#### [Extract]
Item 2. Management's Discussion and Analysis and Plan of Operation.
The following discussion and analysis should be read in conjunction with
the financial statements and notes thereto in this quarterly report.
OVERVIEW
The Company was organized in 1983 to be a third-party provider of
maintenance services for computer hardware and related peripheral equipment.
Unless otherwise specified herein, all references to the "Company" shall mean
Interscience Computer Corporation. The Company's principal executive offices are
currently located in Agoura Hills, California.
On March 6, 1997, the Company filed for protection under Chapter 11 of
the U.S. Bankruptcy Code. The bankruptcy filing was caused by several factors.
The Company had made four acquisitions, and the cash flow of the Company was not
sufficient to pay the operating expenses and the substantial debts assumed as
part of the acquisitions. In addition, the Company was incurring substantial
legal expense from six lawsuits which were then pending against the Company.
On April 1, 1998, a hearing was held in the Bankruptcy Court to consider
confirmation of the Company's First Amended Plan of Reorganization (the "Plan").

#### [What this exercise asks]
a) Please copy the Interscience Computer Corporation discussion word for word, starting at "The following discussion" and ending at "by several factors.".
b) According to the Interscience Computer Corporation discussion, how many lawsuits were pending against the Company when it filed for bankruptcy?
c) Carry the Interscience Computer Corporation discussion forward from its last sentence.

#### [Data below]
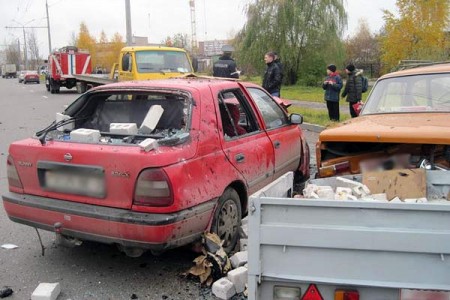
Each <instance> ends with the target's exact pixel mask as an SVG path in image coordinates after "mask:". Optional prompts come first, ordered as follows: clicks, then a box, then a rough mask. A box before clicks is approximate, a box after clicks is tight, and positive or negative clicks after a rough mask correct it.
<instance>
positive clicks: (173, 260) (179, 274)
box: [0, 79, 317, 300]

#### [Replies]
a)
The following discussion and analysis should be read in conjunction with
the financial statements and notes thereto in this quarterly report.
OVERVIEW
The Company was organized in 1983 to be a third-party provider of
maintenance services for computer hardware and related peripheral equipment.
Unless otherwise specified herein, all references to the "Company" shall mean
Interscience Computer Corporation. The Company's principal executive offices are
currently located in Agoura Hills, California.
On March 6, 1997, the Company filed for protection under Chapter 11 of
the U.S. Bankruptcy Code. The bankruptcy filing was caused by several factors.

b) Six lawsuits were pending against the Company.

c)
The Plan was confirmed on April 20, 1998. As a result, the Company was revested
with all of its assets. The Plan terms control all claims and equity interests
which existed as of March 6, 1997, the date when the Company filed its Chapter
11 reorganization case. The Company could then conduct business as usual without
the requirement of obtaining Bankruptcy Court approval. Distributions to
approved creditors, as required under the Plan, have been made. All claim
objections have been resolved, and the Bankruptcy Court approved settlement of
the outstanding claims. On December 16, 1998, the Bankruptcy Court issued a
final decree formally closing the bankruptcy proceedings.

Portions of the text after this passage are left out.